RECORDS SUPPLIED:
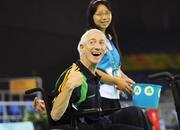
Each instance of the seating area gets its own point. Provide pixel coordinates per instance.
(16, 108)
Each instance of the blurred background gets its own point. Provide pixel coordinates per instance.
(39, 38)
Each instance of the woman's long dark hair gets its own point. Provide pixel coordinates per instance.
(90, 22)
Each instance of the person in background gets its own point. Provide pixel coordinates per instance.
(100, 16)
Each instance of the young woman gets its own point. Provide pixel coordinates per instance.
(100, 16)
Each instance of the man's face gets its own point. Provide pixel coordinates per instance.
(94, 48)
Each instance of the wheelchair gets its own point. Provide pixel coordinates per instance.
(74, 115)
(174, 83)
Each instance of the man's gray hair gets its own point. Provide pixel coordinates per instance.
(83, 39)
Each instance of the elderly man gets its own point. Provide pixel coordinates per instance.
(78, 88)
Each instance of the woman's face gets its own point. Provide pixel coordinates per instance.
(102, 17)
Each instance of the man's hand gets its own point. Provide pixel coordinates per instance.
(39, 106)
(75, 78)
(124, 85)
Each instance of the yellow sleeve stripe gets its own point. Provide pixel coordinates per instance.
(61, 87)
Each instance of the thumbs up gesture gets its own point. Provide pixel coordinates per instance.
(75, 78)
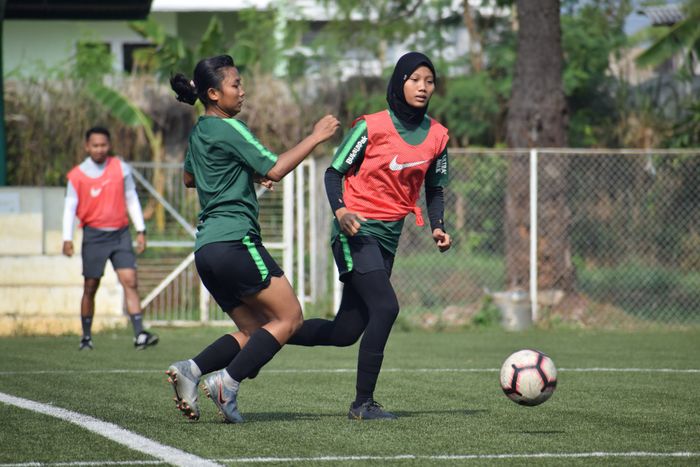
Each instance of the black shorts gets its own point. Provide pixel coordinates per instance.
(231, 270)
(99, 245)
(360, 253)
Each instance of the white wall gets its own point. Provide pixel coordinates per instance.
(29, 47)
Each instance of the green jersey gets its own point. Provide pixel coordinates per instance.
(224, 157)
(349, 156)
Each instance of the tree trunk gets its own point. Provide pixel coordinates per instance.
(537, 117)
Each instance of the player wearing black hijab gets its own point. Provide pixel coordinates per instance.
(382, 163)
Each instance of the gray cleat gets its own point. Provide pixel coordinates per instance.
(370, 410)
(86, 343)
(184, 384)
(145, 339)
(223, 397)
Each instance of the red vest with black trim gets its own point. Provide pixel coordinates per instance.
(101, 201)
(387, 185)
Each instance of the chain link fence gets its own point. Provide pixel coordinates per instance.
(632, 227)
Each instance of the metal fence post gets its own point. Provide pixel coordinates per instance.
(533, 232)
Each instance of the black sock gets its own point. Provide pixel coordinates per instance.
(259, 350)
(312, 332)
(137, 323)
(87, 325)
(218, 355)
(368, 366)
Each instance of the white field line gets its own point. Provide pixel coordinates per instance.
(384, 370)
(446, 457)
(477, 457)
(113, 432)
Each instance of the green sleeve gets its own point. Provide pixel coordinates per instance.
(247, 147)
(437, 173)
(352, 149)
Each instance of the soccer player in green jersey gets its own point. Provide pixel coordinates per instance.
(372, 184)
(223, 161)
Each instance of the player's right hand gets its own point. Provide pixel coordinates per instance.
(349, 221)
(326, 127)
(68, 248)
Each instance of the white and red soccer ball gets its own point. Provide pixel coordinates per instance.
(528, 377)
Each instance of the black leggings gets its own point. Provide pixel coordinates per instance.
(368, 305)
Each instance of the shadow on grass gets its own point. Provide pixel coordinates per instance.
(291, 416)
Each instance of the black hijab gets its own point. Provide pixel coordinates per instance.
(406, 65)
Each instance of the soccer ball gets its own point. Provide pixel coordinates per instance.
(528, 377)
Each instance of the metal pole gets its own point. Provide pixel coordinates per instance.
(313, 230)
(533, 232)
(3, 141)
(288, 227)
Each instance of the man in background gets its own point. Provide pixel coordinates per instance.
(100, 192)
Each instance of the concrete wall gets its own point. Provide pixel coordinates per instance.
(40, 288)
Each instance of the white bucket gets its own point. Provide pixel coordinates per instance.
(516, 313)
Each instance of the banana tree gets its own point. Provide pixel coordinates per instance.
(130, 114)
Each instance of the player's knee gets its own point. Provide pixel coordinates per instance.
(388, 310)
(90, 288)
(347, 338)
(295, 323)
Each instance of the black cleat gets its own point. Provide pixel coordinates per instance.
(370, 410)
(85, 343)
(145, 339)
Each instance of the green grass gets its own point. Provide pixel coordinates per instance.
(292, 414)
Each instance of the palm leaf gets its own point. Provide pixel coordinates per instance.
(119, 106)
(682, 35)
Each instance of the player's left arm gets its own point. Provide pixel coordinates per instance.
(133, 206)
(436, 178)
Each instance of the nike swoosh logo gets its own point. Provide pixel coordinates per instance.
(95, 192)
(221, 397)
(395, 166)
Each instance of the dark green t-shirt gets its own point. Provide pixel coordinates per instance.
(349, 156)
(224, 157)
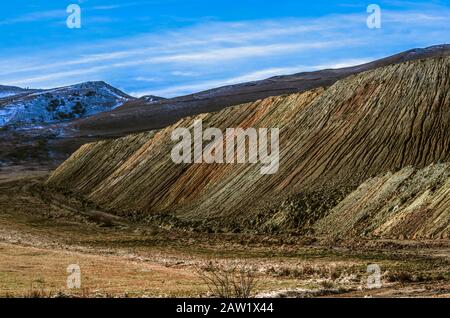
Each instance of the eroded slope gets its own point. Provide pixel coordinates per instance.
(330, 142)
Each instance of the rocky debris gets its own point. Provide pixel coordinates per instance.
(331, 141)
(37, 107)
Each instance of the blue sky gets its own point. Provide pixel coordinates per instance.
(176, 47)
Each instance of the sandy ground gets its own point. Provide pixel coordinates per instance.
(42, 233)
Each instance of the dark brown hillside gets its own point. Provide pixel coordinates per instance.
(330, 142)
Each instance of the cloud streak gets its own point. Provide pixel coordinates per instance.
(206, 55)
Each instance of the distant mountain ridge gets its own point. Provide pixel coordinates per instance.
(136, 116)
(22, 106)
(332, 140)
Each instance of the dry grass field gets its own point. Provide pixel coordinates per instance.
(42, 233)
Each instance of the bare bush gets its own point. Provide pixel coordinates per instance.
(231, 282)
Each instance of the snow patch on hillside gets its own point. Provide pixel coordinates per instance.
(61, 104)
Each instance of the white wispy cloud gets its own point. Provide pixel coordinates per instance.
(213, 54)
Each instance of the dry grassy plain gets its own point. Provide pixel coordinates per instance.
(41, 233)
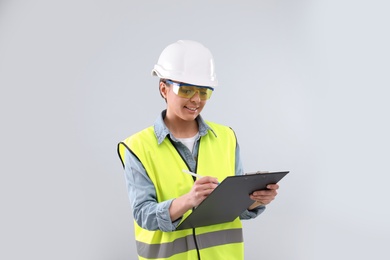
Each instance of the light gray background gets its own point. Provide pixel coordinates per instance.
(303, 83)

PROBLEM REQUIREMENTS: Reproduce all the records with "pixel coordinates" switched to "image coordinates" wherever it occurs, keeping every other line and word unchanged. Leave the pictures out of your answer.

EXPECTED ANSWER:
Each instance of the seating area gets its own point. Provide image coordinates per instance.
(16, 108)
Each instance of the blurred background gets its own point. Provide image coordinates per instance.
(39, 38)
Each instance of the woman's long dark hair gets its own point. Provide image coordinates per instance.
(90, 22)
Each instance of the person in background gets its own point. Provide image coordinates per instance.
(100, 16)
Each instance of the young woman gets its own point. Provide image coordinates per instance.
(100, 16)
Each instance of the man's face gets its own point. Provide image coordinates per instance.
(94, 48)
Each instance of the wheelchair gets its own point. Provide image coordinates per instance.
(74, 115)
(174, 83)
Each instance of the man's gray hair gets its own point. Provide image coordinates per instance.
(83, 39)
Each instance of the elderly man gets its own point. Provide image coordinates per instance.
(78, 88)
Each instance of the woman's face gets its own point. Provide image coordinates per instance.
(102, 17)
Each instance of the man's hand gets its own point. Provide image coordinates per instance.
(39, 106)
(75, 78)
(124, 85)
Each instance of the yellow sleeve stripe gets its own point. Provide image coordinates per instance.
(61, 87)
Each instance of the thumbs up gesture gets its own point. Provide image coordinates per instance.
(75, 78)
Each instance of the black shorts gets its own point. Provide image coordinates per instance.
(231, 270)
(99, 245)
(360, 253)
Each instance of the white wall gets its own point. Provide image coordinates per instance.
(29, 47)
Each instance of the green jersey gets its own point. Provide image coordinates per instance.
(224, 157)
(349, 156)
Each instance of the tree trunk gets its own point. Provide image coordinates per instance.
(537, 117)
Each instance of the player wearing black hijab gets its own point. Provide image coordinates per instance.
(382, 163)
Each instance of the gray cleat gets its own point. Provide image coordinates per instance.
(370, 410)
(86, 343)
(184, 384)
(145, 339)
(223, 397)
Each instance of the red vest with black trim gets its own point. Provide image coordinates per instance.
(101, 201)
(387, 185)
Each instance of the chain link fence gets its own point. Provide image coordinates per instance.
(632, 227)
Each instance of the metal fence post gets its own point. Provide image coordinates per instance.
(533, 232)
Each instance of the black sock gets its own point. Provide image coordinates per instance.
(259, 350)
(312, 332)
(137, 323)
(87, 325)
(218, 355)
(368, 366)
Each instance of the white field line gets its own point. Provide image coordinates per instance.
(384, 370)
(446, 457)
(477, 457)
(113, 432)
Each instance of the green sleeve gets its own point. Provide image coordinates per instance.
(247, 147)
(437, 173)
(352, 149)
Each instance of the soccer player in green jersey gets its own point. Provide image coordinates per instance.
(372, 184)
(223, 161)
Each instance of the player's right hand gets its own point. Provide image coordinates per instance.
(349, 221)
(326, 127)
(68, 248)
Each instance of the white and red soccer ball gets its own point. Provide image coordinates per instance.
(528, 377)
Each instance of the black leggings gets its own point. Provide image coordinates per instance.
(368, 305)
Each instance of the shadow on grass gets its own point. Provide image coordinates per instance.
(291, 416)
Each instance of the black hijab gets its own point. Provide image coordinates per instance.
(406, 65)
Each instance of the soccer ball gets its own point. Provide image coordinates per instance.
(528, 377)
Each instance of the metal pole gets its own point. Provide image coordinates per instance.
(313, 230)
(533, 232)
(3, 141)
(288, 227)
Each instance of the man in background gets its own point. Provide image coordinates per instance.
(100, 192)
Each instance of the concrete wall gets its own point. Provide image coordinates per instance.
(40, 288)
Each instance of the white bucket gets its own point. Provide image coordinates per instance.
(516, 313)
Each instance of the banana tree gets its own point. Provide image coordinates per instance.
(130, 114)
Each instance of the player's knee gets its own point. Provide image coordinates per instance.
(388, 310)
(90, 288)
(347, 338)
(295, 323)
Each instance of the black cleat gets its own point. Provide image coordinates per instance.
(370, 410)
(85, 343)
(145, 339)
Each instance of the green grass gets its own point. Provide image coordinates per instance.
(292, 414)
Each instance of the palm leaf gets its own point. Provide image coordinates per instance.
(119, 106)
(682, 35)
Each instance of the player's left arm gets its own point. Provide image coordinates per instance.
(133, 206)
(436, 178)
Each instance of the nike swoosh logo gets its own point. Provide image coordinates per instance.
(95, 192)
(221, 397)
(395, 166)
Each instance of the dark green t-shirt gets its own point. Provide image coordinates per instance.
(349, 156)
(224, 157)
Each instance of the eroded slope gets its own point. Provide image coordinates per instance.
(330, 142)
Each instance of the rocky debris gets its own point. Provide image coordinates per instance.
(331, 141)
(37, 107)
Each instance of the blue sky gets its own point. Provide image coordinates per instance.
(176, 47)
Each instance of the sandy ground gets its own point. Provide image coordinates per instance.
(42, 233)
Each instance of the dark brown hillside gets its own point. Provide image coordinates per instance.
(330, 142)
Each instance of the cloud streak gets its own point. Provide image coordinates per instance.
(206, 55)
Each instance of the distant mountain ridge gets its own point. Provide image coordinates per instance.
(136, 116)
(22, 106)
(332, 140)
Each instance of the dry grass field gets its own point. Provide image coordinates per instance.
(42, 233)
Each instance of the bare bush gets its own point. Provide image coordinates per instance.
(231, 282)
Each instance of the snow patch on hillside gets its own point. Provide image coordinates per instance.
(61, 104)
Each instance of the white wispy cloud gets its own point. Provide image coordinates per instance.
(213, 54)
Each instance of the dry grassy plain gets its own point. Provide image coordinates per instance.
(41, 233)
Each instance of the light gray background gets its own point. Provide image coordinates per instance.
(303, 83)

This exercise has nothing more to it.